本文 >>

◆ ◆ ◆ ◆ ◆ ◆ ◆

社会教育評論

人間の尊厳、自由、民主的社会主義と共生・循環性を求める社会教育評論です。

民主主義と精神活動ートクヴィルの「アメリカ民主政治」から学ぶ

  民主主義制度は、自発的結社や団体など多様な価値を認めていく社会システムがなければ、国民を総動員して専制的な国家になっていくのである。自発的結社や団体をつくりあげていくのは、地域で生活している人々の精神的な活動が必要である。また、真の民主主義には、理性ある人間的感覚を基礎として、差別から平等への自由なる活動の保障が不可欠である。
 人類の歴史は、民主主義の制度でフランス大革命の自由・平等・友愛のあとに、ギロチンがあり、ナポレオン帝政を生み、ドイツでは議会選挙の多数によってヒトラーが生まれた。また、日本では普通選挙が生まれて、軍部の独裁のもとに国民総動員法が議会のもとで進められた。
 排除の論理から敵をつくるのではなく、多様な価値を認め、異なる文化や価値での世界の共存・共栄と人間の尊厳を尊重する社会システムとその教育活動がなければ民主主義制度は独裁による耐えがたい圧政を人々に強いていくのである。
 アメリカはフランスのように革命によって、民主主義を達成したのではない。 トクヴィルアメリカ民主政治下巻で民主主義が知的運動に及ぼす影響、感情への民主主義の影響、風習に対する民主主義の影響についてのべている。
  アメリカ連邦で民主主義が知的運動に及ぼす影響でアメリカ人の哲学的方法は思弁的な研究をせず、書物の中からくみ取るのではなく、自らの判断と尺度を習慣としているとトクヴィルはみるのである。まさに、アメリカは経験主義によっての自らの価値判断をするというのである。
 アメリカ人は民主的社会状態と民主的憲法をもっているけれどもフランスのように民主的革命を行ったわけではない。そこには、旧信仰を動揺させ、権威を無力させた。つまり、共通観念を忘却したりする革命は存在しなかった。人々は判断において互いに対立したり、個人的にのみ知識経験を求めたりするようになっている。アメリカは社会を二分するような厳しい対立のなかで、旧体制に対するギロチンなどにみられるように徹底した排除という革命的変革を経ての民主的社会状態の確立ではなかった。
 トクヴィルは、アメリカの人々が結びつきを利益によってのみ互いに結びついているとしている。そこでは、人々の意見は集合することも固定することもない。そこでは、個人的理性を使用し、狭い限界内にひきとどまれざるをえない。自分の狭い枠に閉じこもってそれを世界全体だと判断しがちであるとトクヴィルアメリカの民主的状態をみるのである。
 
 世論の役割の重大性

 トクヴィルは、共通の観念なくして共通の行動はないと考える。共通の行動がなければ、社会は存在しない。 社会が繁栄するためには、市民たちがいくつかの観念によって結集し団結していなければならない。
 トクヴィルは世論の役割を重視する。市民たちが平等になり、一層に似通ったものになるにしたがって、各人が大衆を盲信する傾向にあふれてゆくので、すべての人々を導くものはますます世論になっていくとドクヴィルは考える。

◆ ◆ ◆ ◆ ◆ ◆ ◆

取り組む課題 >>
1 – 本文によると、トクヴィルは「アメリカ民主政治」下巻で、民主主義の影響について何を論じていますか。すべて挙げてください。
2 – 本文でトクヴィルは、アメリカの人々が何によってのみ互いに結びついているとしていますか。
3 – 本文のうち、「人類の歴史は、民主主義の制度」で始まり「を人々に強いていくのである。」に至るまでの部分をそのまま出力してください。

◆ ◆ ◆ ◆ ◆ ◆ ◆

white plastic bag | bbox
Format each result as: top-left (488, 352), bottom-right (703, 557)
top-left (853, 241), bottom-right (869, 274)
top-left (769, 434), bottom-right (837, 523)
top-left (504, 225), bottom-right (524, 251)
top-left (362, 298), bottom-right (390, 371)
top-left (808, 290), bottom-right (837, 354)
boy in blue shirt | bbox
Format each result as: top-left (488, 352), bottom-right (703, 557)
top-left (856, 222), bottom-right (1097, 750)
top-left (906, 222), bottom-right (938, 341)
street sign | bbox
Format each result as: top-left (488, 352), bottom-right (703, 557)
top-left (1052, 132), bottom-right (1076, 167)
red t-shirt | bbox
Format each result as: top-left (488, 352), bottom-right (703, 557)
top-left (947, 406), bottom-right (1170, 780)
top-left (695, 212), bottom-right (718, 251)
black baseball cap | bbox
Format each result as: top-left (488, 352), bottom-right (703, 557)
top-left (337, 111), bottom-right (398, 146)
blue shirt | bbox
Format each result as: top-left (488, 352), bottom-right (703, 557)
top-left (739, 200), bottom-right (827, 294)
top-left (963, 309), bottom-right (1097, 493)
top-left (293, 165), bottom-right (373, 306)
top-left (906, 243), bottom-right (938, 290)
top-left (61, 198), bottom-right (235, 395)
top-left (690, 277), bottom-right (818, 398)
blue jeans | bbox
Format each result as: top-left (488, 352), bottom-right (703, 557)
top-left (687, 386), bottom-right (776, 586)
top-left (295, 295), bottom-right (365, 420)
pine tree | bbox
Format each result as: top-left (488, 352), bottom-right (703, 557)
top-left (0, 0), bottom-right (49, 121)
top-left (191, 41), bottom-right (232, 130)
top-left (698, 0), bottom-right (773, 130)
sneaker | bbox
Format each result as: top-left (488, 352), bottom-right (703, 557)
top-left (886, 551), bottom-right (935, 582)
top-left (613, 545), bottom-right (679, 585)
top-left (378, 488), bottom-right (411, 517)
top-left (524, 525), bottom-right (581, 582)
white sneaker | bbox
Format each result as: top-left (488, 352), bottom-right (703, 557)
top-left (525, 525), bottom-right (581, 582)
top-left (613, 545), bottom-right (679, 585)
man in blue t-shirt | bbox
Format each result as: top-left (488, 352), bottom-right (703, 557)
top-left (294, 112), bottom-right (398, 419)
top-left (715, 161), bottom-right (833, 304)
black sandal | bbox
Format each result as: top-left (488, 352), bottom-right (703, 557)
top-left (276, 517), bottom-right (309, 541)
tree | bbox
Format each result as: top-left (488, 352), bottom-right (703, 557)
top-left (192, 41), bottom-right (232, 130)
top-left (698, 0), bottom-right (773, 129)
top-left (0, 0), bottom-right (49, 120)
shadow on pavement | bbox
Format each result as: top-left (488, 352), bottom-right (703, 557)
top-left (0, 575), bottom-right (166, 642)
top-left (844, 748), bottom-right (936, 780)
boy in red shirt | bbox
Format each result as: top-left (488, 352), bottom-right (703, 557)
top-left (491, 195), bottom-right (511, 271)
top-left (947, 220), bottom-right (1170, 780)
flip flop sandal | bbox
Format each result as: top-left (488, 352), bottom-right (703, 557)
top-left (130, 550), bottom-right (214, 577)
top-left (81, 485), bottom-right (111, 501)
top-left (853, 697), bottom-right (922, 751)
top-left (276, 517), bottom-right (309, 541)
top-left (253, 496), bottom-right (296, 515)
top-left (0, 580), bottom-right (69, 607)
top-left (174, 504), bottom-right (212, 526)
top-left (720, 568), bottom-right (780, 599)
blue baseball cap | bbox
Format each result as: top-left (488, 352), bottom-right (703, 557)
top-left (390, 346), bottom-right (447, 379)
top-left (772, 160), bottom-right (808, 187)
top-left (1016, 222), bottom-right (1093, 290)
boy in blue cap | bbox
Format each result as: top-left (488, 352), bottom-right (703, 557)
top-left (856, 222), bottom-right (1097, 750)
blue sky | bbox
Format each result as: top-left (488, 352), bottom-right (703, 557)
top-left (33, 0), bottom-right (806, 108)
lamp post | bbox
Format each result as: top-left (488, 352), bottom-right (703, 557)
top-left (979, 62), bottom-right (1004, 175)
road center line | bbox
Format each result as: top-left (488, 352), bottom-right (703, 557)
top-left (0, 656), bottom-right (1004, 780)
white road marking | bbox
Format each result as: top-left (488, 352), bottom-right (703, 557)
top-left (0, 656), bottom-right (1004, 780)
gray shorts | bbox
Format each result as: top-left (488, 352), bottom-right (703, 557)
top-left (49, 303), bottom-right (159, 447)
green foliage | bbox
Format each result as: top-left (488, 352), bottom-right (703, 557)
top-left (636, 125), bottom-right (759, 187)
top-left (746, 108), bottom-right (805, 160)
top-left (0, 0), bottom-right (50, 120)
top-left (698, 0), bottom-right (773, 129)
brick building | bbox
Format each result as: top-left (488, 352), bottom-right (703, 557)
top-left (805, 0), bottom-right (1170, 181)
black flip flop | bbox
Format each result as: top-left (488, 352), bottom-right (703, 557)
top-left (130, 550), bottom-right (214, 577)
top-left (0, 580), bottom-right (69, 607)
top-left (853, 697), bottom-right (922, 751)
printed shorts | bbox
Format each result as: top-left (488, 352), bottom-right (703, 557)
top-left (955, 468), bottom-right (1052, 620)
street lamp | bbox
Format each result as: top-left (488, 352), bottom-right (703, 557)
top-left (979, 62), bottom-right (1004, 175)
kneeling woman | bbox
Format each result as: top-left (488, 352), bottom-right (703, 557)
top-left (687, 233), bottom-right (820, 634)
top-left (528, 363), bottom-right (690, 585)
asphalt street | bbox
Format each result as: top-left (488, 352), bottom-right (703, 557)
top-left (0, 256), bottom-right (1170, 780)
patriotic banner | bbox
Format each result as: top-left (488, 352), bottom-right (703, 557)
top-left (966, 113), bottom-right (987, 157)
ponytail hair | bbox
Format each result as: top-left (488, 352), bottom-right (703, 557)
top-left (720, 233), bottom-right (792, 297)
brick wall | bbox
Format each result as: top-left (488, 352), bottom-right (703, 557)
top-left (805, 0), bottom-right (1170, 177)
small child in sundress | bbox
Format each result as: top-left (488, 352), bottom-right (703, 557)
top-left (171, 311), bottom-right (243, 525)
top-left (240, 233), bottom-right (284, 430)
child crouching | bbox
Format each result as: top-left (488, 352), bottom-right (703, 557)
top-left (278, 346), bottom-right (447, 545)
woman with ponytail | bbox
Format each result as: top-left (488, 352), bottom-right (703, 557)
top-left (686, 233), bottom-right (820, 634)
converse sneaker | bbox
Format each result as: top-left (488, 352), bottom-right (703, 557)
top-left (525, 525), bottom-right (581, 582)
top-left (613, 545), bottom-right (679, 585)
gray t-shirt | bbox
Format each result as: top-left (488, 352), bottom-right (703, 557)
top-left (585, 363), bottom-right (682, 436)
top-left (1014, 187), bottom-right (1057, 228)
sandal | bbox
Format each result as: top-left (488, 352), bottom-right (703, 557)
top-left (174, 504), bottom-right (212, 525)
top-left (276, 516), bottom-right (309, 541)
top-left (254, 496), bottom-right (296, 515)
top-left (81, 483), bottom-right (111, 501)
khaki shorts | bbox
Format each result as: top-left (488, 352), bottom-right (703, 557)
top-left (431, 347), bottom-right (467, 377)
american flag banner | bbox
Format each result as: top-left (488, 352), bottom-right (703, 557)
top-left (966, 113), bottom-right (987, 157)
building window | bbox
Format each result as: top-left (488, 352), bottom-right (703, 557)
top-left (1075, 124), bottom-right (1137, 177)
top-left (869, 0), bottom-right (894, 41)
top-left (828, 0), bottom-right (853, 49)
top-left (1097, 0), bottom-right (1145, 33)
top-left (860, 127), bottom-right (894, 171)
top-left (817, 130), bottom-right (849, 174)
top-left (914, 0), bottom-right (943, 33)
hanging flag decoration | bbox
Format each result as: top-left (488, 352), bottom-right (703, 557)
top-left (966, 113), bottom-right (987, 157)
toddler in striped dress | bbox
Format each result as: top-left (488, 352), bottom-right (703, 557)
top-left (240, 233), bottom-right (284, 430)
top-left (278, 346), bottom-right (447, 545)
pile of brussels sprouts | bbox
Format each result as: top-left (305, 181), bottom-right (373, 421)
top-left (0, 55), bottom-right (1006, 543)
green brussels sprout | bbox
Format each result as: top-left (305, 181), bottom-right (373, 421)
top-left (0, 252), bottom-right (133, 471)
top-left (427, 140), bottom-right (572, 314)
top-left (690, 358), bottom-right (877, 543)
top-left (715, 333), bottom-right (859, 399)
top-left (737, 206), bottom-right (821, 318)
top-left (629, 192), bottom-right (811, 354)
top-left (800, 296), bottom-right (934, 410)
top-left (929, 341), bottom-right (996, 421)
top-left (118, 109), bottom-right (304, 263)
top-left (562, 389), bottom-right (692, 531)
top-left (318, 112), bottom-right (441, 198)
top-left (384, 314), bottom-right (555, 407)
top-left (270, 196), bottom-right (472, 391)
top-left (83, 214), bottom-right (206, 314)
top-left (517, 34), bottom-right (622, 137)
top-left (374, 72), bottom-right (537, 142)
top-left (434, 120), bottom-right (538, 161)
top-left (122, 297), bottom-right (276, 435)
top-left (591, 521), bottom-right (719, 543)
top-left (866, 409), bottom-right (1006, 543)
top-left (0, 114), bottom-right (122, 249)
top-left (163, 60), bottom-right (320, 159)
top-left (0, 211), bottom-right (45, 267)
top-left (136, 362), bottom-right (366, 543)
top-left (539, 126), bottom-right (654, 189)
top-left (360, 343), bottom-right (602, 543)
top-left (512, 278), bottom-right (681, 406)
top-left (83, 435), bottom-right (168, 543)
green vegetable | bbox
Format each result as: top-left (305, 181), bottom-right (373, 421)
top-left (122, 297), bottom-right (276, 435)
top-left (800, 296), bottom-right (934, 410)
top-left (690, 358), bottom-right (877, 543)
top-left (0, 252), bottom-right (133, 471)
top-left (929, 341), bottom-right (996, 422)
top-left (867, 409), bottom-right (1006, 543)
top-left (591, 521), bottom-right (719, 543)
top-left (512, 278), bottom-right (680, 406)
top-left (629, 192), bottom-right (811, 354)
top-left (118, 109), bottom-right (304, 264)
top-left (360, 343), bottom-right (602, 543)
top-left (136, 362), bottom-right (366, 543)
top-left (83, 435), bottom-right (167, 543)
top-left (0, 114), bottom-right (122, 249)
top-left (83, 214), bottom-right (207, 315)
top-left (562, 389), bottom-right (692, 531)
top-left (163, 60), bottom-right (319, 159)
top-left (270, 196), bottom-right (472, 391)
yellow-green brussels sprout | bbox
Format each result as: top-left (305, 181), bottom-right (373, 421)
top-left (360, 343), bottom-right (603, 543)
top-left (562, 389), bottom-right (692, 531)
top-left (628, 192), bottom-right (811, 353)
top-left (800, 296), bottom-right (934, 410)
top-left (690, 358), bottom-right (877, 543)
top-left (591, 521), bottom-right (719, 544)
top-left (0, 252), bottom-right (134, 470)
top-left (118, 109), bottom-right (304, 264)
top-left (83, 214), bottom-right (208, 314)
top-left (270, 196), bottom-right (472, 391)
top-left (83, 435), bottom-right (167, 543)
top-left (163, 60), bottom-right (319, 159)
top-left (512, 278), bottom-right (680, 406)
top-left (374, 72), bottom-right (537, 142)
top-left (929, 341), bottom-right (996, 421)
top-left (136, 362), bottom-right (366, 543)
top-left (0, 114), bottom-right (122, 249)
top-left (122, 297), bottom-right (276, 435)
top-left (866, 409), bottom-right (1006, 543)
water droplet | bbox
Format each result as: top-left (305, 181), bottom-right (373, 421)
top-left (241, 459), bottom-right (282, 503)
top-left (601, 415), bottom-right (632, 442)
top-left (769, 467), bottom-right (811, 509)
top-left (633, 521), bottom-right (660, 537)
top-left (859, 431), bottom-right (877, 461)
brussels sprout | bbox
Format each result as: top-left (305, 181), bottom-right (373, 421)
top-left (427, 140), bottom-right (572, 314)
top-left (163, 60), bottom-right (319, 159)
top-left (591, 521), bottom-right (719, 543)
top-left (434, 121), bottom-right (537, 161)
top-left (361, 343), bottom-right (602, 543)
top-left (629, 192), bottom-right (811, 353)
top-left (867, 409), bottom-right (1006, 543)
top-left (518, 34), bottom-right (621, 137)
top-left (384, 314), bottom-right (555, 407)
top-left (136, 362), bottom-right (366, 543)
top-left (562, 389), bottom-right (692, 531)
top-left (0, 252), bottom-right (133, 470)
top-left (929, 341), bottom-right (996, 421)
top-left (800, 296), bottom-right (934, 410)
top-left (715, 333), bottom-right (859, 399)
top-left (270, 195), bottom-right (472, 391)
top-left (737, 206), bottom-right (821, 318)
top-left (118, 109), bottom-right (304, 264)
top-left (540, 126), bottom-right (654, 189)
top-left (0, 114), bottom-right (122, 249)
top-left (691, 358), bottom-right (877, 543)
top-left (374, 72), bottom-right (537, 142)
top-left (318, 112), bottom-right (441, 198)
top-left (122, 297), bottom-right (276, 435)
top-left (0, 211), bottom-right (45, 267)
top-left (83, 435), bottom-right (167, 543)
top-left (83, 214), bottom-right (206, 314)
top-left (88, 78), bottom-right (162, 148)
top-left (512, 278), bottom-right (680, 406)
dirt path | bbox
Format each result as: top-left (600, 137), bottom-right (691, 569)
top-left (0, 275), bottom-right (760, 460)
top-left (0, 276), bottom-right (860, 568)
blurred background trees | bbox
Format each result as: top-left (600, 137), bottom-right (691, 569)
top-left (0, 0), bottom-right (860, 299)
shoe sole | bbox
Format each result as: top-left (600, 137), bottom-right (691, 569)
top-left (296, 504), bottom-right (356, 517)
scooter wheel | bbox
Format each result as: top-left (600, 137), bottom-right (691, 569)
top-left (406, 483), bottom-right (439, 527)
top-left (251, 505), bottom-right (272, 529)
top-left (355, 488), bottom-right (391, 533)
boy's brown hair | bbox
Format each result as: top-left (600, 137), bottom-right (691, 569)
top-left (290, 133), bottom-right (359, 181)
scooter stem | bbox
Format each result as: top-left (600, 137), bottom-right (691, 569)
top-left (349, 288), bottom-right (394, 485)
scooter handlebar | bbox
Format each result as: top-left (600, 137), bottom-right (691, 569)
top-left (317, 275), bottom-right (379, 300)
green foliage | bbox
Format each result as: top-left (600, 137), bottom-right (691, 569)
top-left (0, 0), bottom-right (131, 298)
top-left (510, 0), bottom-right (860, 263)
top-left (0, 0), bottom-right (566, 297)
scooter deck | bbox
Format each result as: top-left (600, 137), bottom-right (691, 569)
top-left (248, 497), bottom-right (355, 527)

◆ ◆ ◆ ◆ ◆ ◆ ◆

課題ごとの解答 >>
1 –
・民主主義が知的運動に及ぼす影響
・感情への民主主義の影響
・風習に対する民主主義の影響

2 – 利益によってのみ結びついているとしています。

3 –
人類の歴史は、民主主義の制度でフランス大革命の自由・平等・友愛のあとに、ギロチンがあり、ナポレオン帝政を生み、ドイツでは議会選挙の多数によってヒトラーが生まれた。また、日本では普通選挙が生まれて、軍部の独裁のもとに国民総動員法が議会のもとで進められた。
 排除の論理から敵をつくるのではなく、多様な価値を認め、異なる文化や価値での世界の共存・共栄と人間の尊厳を尊重する社会システムとその教育活動がなければ民主主義制度は独裁による耐えがたい圧政を人々に強いていくのである。